The records that follow must be repeated verbatim, every one of them.

-*-

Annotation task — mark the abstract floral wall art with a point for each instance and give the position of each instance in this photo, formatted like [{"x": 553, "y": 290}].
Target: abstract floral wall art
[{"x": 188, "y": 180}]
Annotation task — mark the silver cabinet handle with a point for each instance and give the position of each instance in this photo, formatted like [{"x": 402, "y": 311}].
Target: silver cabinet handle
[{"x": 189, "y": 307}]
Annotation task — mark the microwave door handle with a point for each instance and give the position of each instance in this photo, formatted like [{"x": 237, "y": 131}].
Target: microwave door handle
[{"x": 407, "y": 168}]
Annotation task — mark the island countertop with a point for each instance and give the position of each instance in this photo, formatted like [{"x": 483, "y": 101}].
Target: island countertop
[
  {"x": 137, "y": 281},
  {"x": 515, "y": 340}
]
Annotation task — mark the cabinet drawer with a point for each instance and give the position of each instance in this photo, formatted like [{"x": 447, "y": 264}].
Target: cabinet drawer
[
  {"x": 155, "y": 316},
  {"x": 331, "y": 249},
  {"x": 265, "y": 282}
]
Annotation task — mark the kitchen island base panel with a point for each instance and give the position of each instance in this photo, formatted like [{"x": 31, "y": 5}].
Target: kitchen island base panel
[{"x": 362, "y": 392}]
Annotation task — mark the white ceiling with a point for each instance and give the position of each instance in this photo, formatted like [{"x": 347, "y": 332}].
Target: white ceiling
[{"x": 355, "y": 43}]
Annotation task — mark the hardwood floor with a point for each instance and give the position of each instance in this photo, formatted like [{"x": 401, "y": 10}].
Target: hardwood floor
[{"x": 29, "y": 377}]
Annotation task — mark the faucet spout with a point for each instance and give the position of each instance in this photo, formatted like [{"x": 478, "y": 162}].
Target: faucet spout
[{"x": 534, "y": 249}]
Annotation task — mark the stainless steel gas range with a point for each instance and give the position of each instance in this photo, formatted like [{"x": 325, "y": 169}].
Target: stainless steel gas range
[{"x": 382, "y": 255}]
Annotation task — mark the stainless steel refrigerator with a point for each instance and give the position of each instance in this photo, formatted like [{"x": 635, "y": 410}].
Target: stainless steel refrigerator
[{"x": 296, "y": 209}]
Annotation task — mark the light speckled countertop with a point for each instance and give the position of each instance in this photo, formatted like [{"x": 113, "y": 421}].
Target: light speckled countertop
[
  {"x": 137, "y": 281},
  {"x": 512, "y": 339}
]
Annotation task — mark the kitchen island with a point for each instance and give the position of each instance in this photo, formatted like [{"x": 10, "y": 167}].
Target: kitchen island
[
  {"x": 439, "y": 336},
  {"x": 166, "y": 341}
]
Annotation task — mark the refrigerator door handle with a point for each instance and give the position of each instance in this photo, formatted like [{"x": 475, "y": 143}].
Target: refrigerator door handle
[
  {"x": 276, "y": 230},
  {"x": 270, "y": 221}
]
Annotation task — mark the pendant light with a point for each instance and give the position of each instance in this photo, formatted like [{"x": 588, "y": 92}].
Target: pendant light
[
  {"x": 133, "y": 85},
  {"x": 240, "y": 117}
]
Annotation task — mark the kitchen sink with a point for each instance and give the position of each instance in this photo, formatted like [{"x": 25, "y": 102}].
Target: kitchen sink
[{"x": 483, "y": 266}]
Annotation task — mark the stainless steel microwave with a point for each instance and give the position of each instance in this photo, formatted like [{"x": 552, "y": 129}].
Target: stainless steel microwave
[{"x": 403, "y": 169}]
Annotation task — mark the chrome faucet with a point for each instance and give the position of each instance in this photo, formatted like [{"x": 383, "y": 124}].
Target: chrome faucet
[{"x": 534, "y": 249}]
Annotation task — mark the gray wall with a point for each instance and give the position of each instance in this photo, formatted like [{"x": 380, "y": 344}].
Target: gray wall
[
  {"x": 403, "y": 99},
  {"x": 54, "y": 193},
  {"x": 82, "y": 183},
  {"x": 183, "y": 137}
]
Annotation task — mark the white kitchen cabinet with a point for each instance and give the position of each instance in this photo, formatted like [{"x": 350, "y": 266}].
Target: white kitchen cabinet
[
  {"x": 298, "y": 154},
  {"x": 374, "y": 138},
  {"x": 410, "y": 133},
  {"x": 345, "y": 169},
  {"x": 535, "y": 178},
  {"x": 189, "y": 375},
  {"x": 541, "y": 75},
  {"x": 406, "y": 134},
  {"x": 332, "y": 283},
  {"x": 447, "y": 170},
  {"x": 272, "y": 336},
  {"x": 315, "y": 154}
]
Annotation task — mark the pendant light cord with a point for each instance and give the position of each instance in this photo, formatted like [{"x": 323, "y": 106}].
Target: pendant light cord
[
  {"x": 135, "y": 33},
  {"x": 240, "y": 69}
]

-*-

**RESPONSE TO THE EXERCISE**:
Annotation task — mark the abstract floral wall art with a point for each instance and give the position of each instance in this photo, formatted like [{"x": 553, "y": 290}].
Target: abstract floral wall art
[{"x": 188, "y": 180}]
Annotation task — mark the silver cabinet handle with a point for each instance and give the position of each instance in this photo, formatted like [{"x": 402, "y": 311}].
Target: silver cabinet handle
[{"x": 189, "y": 307}]
Annotation task — mark the microwave door handle with a point for each instance and give the position of each instance in this photo, formatted like [{"x": 237, "y": 131}].
Target: microwave door handle
[{"x": 407, "y": 168}]
Annotation task — mark the island countertop with a point for each instance and give the position of each instance in this photo, formatted like [{"x": 483, "y": 101}].
Target: island countertop
[
  {"x": 137, "y": 281},
  {"x": 515, "y": 340}
]
Annotation task — mark the cabinet drawer with a point for each instance and give the position of each instance in this photo, formatted like [{"x": 447, "y": 264}].
Target: cabinet drawer
[
  {"x": 155, "y": 316},
  {"x": 331, "y": 249},
  {"x": 265, "y": 282}
]
Annotation task — mark the kitchen island base panel with a point for each instance and give the position of each instance in this photo, formatted like [{"x": 31, "y": 5}].
Target: kitchen island base panel
[{"x": 362, "y": 392}]
Annotation task — mark the white ceiling with a point for each instance and give the position of each instance in this photo, formatted like [{"x": 347, "y": 332}].
Target: white ceiling
[{"x": 355, "y": 43}]
Annotation task — mark the hardwood floor with a point for each instance and give the position of each instance in this photo, formatted like [{"x": 401, "y": 10}].
Target: hardwood floor
[{"x": 29, "y": 377}]
Annotation task — mark the faucet spout with a point for each instance and give the position of each instance in this photo, formatted like [{"x": 478, "y": 162}].
Target: faucet spout
[{"x": 534, "y": 249}]
Annotation task — mark the stainless steel gas range with a point for each instance and give the position of each instance in this photo, formatted like [{"x": 325, "y": 169}].
Target: stainless steel gas range
[{"x": 382, "y": 255}]
Annotation task — mark the stainless steel refrigerator with a point for each instance and give the position of each instance in this photo, formatted like [{"x": 635, "y": 410}].
Target: stainless steel refrigerator
[{"x": 296, "y": 209}]
Annotation task — mark the light speckled countertop with a point for each instance and give the position of each instance in this photo, formatted like [{"x": 113, "y": 421}].
Target: light speckled countertop
[
  {"x": 137, "y": 281},
  {"x": 512, "y": 339}
]
Annotation task — mark the kitchen island with a point for each instance and give the position of each instance in this photo, formatted like [{"x": 10, "y": 167}].
Target: kitchen island
[
  {"x": 439, "y": 336},
  {"x": 166, "y": 341}
]
Annotation task — mark the refrigerator door handle with a point for each instance and give the position of each instance in this photo, formatted like [{"x": 475, "y": 143}].
Target: refrigerator door handle
[
  {"x": 276, "y": 230},
  {"x": 270, "y": 221}
]
Annotation task — mark the pendant light with a point for each instance and give the position of each instance in this photo, formatted like [{"x": 588, "y": 92}].
Target: pendant light
[
  {"x": 133, "y": 85},
  {"x": 240, "y": 117}
]
Annotation task — mark the kitchen sink with a point for each instance and give the position of each instance in this photo, formatted like [{"x": 25, "y": 102}].
Target: kitchen sink
[{"x": 483, "y": 266}]
Annotation task — mark the stainless steel microwave with a point for each instance and give the position of each instance in this photo, formatted like [{"x": 552, "y": 129}].
Target: stainless steel microwave
[{"x": 403, "y": 169}]
Annotation task — mark the chrome faucet with a point for each instance and give the position of each instance in this photo, formatted like [{"x": 383, "y": 124}].
Target: chrome faucet
[{"x": 534, "y": 249}]
Annotation task — mark the gray wall with a point for each instance and give the position of each instance in this photo, formatted like [{"x": 380, "y": 344}].
Target: gray wall
[
  {"x": 403, "y": 99},
  {"x": 54, "y": 193},
  {"x": 82, "y": 183},
  {"x": 183, "y": 137}
]
Annotation task — mark the white kitchen cabinet with a point for each instance and give the position of each instance in this photo, formatted like [{"x": 350, "y": 266}].
Target: white kitchen cabinet
[
  {"x": 298, "y": 154},
  {"x": 374, "y": 138},
  {"x": 410, "y": 133},
  {"x": 345, "y": 169},
  {"x": 535, "y": 178},
  {"x": 189, "y": 375},
  {"x": 541, "y": 75},
  {"x": 406, "y": 134},
  {"x": 332, "y": 283},
  {"x": 447, "y": 170},
  {"x": 272, "y": 336},
  {"x": 315, "y": 154}
]
Annotation task — mark the pendant light cord with a point for each instance and give the position of each instance in this photo, formatted like [{"x": 323, "y": 106}].
Target: pendant light cord
[
  {"x": 135, "y": 33},
  {"x": 240, "y": 69}
]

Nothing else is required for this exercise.